Problem description: Give back only the lines in the records below from the one with "the driveway in the photo above." to the one with "Objective — one marker per instance of the brick", both inclusive, word for word.

(Extracted records)
--------------------------------

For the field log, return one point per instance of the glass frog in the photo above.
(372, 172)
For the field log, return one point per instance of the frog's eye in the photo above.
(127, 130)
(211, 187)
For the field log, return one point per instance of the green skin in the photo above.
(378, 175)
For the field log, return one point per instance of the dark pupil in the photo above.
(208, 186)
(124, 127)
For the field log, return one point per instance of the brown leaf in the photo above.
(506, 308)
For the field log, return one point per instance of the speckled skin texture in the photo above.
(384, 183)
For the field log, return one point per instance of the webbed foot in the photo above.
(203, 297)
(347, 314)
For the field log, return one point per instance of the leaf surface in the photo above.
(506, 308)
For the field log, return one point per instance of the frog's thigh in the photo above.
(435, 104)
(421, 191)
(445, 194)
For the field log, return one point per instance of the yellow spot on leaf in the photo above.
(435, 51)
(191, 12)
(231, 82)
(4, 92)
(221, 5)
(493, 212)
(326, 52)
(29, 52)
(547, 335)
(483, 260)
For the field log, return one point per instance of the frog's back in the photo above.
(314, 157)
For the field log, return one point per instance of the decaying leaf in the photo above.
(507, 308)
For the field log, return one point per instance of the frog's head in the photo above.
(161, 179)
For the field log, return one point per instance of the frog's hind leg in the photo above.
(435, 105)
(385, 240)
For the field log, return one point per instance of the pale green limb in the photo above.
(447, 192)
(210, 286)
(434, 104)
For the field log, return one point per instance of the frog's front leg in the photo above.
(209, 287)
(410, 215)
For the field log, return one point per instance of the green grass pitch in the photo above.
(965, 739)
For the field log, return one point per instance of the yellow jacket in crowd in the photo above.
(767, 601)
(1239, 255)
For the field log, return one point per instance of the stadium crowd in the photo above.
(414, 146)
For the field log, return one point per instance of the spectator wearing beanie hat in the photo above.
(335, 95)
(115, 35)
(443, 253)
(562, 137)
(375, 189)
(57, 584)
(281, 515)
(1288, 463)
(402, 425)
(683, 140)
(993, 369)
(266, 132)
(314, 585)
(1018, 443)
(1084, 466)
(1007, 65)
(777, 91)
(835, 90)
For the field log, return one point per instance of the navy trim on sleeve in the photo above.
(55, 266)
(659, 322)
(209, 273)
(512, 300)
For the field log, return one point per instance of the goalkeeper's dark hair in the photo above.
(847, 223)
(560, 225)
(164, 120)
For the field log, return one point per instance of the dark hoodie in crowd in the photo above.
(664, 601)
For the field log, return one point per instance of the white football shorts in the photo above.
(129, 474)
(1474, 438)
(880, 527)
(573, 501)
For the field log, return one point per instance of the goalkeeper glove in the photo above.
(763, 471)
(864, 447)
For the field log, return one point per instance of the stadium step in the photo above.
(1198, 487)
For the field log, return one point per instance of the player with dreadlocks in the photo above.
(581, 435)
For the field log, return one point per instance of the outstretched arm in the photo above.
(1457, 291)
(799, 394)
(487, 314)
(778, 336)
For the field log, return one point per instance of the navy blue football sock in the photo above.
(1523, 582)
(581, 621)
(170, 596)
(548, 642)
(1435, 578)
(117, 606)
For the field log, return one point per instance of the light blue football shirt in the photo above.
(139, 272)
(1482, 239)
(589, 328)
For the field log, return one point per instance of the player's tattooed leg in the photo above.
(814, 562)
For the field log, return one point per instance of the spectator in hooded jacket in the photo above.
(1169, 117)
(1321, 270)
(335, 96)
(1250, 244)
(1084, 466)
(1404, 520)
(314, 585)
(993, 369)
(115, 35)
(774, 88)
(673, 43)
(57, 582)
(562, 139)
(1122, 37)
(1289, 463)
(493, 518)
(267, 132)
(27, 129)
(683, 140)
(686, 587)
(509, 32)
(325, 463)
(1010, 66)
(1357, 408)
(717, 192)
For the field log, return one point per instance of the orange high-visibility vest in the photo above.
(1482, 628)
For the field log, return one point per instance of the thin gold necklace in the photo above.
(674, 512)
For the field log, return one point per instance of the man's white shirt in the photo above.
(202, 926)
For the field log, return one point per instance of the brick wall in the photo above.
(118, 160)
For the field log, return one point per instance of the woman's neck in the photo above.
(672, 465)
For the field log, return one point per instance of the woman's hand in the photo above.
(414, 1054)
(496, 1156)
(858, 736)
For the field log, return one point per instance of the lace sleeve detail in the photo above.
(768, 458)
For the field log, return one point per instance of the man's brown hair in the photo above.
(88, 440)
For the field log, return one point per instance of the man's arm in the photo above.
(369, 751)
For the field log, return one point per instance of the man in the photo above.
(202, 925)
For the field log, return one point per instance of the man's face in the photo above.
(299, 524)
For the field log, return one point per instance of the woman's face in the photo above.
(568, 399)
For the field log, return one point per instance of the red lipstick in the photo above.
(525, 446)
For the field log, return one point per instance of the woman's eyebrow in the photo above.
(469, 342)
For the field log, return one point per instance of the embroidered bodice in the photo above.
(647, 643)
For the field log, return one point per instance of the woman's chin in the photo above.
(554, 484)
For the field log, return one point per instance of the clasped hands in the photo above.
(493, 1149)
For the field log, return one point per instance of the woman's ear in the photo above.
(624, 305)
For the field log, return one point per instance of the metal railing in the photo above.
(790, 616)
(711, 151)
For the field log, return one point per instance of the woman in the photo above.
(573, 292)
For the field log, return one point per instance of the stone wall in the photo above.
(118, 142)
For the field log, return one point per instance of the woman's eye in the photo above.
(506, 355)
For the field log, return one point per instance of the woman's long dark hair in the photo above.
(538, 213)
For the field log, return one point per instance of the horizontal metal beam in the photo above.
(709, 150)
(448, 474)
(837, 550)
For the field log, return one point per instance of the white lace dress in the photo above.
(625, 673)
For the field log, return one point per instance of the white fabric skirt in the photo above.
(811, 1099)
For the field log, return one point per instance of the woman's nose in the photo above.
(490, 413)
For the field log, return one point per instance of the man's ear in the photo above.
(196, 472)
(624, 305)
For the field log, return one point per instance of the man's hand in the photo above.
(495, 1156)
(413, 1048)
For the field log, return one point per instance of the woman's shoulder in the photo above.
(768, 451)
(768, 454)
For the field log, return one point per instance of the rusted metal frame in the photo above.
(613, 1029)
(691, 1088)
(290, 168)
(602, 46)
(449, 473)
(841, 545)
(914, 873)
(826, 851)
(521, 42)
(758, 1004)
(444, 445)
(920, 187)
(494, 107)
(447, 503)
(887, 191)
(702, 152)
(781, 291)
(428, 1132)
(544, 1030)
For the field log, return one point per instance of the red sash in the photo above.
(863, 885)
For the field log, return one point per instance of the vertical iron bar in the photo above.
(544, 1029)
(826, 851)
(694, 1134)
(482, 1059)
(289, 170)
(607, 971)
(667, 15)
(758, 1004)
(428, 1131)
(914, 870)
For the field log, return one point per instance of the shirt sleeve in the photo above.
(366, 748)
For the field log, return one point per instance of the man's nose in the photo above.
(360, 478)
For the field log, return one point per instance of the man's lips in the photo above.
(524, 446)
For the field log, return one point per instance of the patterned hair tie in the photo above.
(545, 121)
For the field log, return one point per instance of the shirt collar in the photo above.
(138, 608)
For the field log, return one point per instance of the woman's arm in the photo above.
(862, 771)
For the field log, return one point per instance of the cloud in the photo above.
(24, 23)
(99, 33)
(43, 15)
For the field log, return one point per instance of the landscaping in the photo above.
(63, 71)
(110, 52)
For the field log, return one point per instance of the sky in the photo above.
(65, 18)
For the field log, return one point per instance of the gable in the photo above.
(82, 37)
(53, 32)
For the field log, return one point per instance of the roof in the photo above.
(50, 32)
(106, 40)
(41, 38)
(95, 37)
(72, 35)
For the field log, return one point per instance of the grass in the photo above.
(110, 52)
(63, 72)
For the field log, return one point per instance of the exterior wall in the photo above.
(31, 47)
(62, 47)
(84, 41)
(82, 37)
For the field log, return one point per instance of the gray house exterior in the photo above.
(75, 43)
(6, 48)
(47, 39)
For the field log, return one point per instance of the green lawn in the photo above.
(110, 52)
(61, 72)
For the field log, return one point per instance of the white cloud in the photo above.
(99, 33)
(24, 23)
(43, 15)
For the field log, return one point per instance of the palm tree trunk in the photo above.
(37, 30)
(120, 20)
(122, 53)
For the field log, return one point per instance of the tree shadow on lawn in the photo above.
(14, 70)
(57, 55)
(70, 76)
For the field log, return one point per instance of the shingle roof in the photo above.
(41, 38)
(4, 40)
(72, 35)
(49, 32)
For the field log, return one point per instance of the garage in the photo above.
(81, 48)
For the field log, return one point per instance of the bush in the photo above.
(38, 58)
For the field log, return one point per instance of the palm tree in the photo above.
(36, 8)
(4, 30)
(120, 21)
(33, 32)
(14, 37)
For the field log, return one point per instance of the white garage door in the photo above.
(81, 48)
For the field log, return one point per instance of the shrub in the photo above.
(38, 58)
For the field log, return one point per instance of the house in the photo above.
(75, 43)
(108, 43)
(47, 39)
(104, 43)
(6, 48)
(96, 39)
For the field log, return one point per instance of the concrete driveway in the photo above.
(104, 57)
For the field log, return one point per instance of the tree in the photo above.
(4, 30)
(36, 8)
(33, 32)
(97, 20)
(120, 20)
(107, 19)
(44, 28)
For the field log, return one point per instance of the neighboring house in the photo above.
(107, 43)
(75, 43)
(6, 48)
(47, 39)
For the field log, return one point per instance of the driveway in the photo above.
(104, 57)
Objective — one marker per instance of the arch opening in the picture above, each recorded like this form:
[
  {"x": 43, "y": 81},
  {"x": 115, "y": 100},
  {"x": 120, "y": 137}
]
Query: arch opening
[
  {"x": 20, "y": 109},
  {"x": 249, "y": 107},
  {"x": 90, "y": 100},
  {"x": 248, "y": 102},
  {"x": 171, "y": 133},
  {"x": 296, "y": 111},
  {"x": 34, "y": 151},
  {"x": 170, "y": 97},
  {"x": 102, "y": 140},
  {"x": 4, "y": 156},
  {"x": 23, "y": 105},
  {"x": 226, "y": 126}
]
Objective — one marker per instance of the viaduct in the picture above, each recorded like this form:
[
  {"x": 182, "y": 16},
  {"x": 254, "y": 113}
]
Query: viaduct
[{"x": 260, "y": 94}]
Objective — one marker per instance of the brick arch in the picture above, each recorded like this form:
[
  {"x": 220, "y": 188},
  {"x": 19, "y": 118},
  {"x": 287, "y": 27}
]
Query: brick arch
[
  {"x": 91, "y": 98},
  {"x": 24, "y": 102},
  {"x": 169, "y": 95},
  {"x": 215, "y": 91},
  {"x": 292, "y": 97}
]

--------------------------------

Completed exercise:
For the field log, return one point per instance of the driveway in the photo above.
(104, 57)
Objective — one marker per instance of the arch opening in the picture above, each recorded like this form:
[
  {"x": 43, "y": 81},
  {"x": 115, "y": 100},
  {"x": 120, "y": 137}
]
Query: arch opening
[
  {"x": 20, "y": 109},
  {"x": 249, "y": 107},
  {"x": 90, "y": 100},
  {"x": 248, "y": 102},
  {"x": 171, "y": 133},
  {"x": 296, "y": 111},
  {"x": 34, "y": 151},
  {"x": 170, "y": 97},
  {"x": 102, "y": 140},
  {"x": 4, "y": 156},
  {"x": 23, "y": 105},
  {"x": 226, "y": 126}
]
Objective — one marker per instance of the viaduct in the picture above, each recorded like this form:
[
  {"x": 182, "y": 16},
  {"x": 254, "y": 113}
]
Query: viaduct
[{"x": 260, "y": 94}]
Objective — one marker per instance of the brick arch in the picture above, each recorded like this form:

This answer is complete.